### WHAT YOU WILL DO
Locate each line in the entries below that contains the string "ledge", treating uppercase and lowercase as distinct, and copy every such line in full.

[Excerpts of pointing data]
— Start —

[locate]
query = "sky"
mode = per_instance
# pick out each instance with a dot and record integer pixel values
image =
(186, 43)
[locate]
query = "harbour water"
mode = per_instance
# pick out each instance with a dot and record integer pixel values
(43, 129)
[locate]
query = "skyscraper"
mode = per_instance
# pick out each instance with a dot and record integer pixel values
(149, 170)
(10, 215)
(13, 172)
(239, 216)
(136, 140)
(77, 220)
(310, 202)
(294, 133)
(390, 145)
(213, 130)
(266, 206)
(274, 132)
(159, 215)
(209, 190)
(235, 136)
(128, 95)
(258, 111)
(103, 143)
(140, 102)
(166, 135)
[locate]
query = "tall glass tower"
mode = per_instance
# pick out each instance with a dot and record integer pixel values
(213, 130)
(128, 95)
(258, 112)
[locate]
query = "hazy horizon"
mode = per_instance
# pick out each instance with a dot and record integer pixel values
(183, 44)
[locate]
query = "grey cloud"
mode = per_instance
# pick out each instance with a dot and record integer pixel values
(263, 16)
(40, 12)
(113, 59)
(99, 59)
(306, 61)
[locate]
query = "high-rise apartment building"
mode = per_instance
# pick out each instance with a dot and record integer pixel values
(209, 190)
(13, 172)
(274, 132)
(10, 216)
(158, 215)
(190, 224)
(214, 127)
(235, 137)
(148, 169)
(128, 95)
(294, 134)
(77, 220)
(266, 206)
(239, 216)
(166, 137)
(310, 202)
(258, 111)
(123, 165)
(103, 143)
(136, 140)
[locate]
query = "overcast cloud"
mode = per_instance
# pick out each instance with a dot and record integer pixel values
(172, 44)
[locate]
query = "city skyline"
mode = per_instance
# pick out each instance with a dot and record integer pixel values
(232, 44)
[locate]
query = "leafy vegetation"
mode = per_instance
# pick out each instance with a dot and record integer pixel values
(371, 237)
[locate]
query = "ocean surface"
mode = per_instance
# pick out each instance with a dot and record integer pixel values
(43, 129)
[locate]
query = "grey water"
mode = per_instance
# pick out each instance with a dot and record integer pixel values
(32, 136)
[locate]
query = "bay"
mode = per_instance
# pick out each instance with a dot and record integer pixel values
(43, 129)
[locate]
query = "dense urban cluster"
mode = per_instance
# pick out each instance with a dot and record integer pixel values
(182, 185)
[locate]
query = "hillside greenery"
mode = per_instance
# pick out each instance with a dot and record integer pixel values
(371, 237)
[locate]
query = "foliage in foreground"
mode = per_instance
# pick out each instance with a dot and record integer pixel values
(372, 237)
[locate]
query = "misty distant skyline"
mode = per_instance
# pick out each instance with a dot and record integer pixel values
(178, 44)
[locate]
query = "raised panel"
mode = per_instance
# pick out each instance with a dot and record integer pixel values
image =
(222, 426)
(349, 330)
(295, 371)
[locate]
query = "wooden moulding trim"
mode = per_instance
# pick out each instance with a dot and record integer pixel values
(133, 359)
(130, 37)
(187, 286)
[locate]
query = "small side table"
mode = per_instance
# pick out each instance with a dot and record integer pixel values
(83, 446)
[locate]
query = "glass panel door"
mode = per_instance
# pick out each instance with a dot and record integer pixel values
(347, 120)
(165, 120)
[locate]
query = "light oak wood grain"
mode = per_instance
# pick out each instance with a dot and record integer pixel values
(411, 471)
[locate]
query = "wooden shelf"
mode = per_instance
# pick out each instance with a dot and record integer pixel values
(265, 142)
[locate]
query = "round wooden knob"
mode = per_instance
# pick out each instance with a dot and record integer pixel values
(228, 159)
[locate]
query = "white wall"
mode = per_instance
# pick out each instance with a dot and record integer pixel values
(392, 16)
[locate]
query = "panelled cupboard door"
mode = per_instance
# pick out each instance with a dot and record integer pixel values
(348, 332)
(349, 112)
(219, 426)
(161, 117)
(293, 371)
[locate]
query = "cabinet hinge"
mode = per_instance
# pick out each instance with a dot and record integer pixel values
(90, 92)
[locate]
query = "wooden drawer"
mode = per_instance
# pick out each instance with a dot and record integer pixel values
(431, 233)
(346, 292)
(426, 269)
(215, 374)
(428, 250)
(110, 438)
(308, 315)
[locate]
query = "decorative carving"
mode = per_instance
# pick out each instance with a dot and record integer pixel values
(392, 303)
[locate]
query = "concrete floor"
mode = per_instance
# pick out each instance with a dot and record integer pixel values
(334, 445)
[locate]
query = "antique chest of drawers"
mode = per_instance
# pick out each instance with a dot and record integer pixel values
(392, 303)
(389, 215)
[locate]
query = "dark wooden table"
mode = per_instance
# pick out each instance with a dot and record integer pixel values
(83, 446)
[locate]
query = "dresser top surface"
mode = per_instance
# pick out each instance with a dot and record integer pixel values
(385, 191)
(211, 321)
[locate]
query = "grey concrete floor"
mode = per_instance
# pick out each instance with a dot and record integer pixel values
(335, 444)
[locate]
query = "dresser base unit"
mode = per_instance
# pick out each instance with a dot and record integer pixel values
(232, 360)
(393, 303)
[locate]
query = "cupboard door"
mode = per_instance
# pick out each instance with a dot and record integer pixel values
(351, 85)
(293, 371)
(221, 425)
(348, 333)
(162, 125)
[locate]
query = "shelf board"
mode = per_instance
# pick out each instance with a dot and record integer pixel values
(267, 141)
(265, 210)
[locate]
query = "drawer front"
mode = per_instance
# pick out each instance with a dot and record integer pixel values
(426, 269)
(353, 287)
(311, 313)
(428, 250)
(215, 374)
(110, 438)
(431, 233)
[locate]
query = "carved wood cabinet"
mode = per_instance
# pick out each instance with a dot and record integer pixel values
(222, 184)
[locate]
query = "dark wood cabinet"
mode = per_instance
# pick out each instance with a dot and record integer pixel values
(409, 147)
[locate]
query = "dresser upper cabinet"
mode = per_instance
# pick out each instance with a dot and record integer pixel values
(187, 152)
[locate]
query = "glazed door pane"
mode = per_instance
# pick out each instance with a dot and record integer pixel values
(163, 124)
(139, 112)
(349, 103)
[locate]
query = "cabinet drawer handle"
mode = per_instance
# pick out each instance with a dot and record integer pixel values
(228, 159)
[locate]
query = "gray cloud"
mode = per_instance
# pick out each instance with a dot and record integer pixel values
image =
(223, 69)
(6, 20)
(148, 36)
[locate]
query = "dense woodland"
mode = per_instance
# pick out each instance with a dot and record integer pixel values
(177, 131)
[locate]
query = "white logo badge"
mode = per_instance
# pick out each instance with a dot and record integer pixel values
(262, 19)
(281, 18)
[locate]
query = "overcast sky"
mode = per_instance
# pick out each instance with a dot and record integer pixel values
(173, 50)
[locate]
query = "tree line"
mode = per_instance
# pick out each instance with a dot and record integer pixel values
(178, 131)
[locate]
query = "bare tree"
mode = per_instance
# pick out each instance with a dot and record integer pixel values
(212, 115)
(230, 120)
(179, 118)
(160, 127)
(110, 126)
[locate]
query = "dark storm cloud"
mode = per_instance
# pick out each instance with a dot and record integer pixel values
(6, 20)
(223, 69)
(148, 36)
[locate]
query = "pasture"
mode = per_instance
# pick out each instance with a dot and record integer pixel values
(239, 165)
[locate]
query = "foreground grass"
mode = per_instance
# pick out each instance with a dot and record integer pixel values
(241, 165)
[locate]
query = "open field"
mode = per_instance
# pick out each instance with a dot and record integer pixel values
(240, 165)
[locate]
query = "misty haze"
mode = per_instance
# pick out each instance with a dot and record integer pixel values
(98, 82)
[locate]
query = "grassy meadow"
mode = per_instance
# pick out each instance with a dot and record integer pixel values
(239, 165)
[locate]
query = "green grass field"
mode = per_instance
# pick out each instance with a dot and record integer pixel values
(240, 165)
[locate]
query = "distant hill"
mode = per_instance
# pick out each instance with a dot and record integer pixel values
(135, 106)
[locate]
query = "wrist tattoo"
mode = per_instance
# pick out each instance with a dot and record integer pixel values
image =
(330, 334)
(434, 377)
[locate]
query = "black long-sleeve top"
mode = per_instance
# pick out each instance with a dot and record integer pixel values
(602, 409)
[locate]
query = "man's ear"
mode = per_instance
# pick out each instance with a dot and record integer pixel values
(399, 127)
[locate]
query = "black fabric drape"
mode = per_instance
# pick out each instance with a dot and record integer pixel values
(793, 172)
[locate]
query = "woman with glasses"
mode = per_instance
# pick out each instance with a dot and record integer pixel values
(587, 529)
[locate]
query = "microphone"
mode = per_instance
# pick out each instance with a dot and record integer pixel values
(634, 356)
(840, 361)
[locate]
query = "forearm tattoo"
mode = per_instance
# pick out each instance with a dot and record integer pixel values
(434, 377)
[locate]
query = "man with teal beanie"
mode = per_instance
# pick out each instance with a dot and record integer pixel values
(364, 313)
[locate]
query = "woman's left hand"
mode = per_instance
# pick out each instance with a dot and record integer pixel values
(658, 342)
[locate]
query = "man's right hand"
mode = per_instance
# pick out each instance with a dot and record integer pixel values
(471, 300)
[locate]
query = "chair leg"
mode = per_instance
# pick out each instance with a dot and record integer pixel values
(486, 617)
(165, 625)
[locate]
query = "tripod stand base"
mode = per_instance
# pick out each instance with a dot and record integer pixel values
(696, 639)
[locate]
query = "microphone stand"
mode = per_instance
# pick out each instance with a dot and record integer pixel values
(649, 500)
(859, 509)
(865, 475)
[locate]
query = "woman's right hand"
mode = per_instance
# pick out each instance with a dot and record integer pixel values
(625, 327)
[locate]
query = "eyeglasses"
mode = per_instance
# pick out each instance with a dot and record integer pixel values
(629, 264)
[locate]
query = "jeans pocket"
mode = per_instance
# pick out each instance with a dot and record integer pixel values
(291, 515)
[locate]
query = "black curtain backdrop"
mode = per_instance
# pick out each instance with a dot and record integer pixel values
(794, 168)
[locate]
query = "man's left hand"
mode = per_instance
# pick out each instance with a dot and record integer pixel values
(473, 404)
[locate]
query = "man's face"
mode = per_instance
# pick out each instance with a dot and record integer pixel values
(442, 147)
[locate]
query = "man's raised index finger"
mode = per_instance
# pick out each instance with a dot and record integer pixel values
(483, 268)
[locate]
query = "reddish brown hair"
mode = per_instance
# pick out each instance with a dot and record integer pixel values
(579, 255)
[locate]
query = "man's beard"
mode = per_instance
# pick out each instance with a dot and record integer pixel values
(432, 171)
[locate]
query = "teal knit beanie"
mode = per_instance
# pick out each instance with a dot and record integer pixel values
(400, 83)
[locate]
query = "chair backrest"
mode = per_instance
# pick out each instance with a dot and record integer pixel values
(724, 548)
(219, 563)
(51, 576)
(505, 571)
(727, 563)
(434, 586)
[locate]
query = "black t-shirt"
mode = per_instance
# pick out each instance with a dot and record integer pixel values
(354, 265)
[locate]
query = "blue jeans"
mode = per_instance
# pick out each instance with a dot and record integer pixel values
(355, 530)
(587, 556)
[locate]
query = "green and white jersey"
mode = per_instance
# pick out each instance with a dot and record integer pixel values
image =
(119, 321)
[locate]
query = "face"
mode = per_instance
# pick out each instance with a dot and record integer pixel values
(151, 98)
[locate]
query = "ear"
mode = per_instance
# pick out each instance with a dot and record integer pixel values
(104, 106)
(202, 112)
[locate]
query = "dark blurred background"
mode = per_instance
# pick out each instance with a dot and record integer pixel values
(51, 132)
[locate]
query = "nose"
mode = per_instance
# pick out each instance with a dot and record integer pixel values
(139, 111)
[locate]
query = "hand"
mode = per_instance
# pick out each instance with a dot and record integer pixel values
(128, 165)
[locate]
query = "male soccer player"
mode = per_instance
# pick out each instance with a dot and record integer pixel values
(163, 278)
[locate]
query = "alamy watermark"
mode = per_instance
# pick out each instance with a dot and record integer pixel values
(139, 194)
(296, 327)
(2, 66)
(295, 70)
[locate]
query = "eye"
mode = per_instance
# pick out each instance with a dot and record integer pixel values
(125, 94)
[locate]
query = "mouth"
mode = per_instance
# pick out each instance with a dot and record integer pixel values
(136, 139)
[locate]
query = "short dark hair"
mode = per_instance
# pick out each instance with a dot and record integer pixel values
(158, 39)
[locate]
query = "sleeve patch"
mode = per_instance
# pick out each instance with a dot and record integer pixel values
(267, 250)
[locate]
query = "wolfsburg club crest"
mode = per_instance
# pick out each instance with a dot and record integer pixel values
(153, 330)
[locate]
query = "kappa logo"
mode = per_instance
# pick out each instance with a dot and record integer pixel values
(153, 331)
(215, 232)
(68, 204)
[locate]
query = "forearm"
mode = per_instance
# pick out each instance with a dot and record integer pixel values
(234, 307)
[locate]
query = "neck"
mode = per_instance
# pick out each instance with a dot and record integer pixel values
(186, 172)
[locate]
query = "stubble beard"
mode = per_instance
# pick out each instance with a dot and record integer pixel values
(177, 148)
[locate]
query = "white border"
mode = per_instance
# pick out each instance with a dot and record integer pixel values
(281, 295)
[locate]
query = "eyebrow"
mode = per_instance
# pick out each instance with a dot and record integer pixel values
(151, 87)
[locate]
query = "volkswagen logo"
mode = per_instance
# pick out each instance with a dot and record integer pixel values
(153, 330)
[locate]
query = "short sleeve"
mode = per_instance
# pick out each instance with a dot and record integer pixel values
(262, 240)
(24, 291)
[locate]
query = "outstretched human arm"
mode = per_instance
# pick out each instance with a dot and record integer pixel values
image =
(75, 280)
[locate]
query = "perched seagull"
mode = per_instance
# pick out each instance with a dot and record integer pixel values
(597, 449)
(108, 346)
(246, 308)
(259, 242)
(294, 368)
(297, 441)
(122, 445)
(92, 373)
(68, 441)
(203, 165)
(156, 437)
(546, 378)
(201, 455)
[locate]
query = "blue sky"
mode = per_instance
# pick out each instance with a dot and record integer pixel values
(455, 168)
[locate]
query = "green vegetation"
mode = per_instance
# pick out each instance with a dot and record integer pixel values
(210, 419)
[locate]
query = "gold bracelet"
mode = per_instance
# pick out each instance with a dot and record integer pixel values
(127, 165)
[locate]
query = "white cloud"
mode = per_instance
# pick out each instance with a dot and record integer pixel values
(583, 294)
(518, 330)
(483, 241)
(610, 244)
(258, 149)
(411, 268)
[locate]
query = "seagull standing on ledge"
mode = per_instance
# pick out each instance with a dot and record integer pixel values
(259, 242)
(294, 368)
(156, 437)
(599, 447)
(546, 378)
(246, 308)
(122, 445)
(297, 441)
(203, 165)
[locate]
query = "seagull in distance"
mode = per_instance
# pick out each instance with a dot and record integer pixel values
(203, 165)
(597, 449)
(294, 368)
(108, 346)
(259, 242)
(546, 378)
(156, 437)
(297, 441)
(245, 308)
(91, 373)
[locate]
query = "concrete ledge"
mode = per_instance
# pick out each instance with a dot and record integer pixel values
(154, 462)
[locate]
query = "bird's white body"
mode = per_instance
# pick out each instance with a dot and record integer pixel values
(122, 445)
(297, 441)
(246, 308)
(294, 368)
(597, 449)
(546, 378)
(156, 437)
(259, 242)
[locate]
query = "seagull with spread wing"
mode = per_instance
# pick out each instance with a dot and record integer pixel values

— End —

### ANSWER TO THE PROBLEM
query = "seagull standing on ledge"
query = "concrete ledge"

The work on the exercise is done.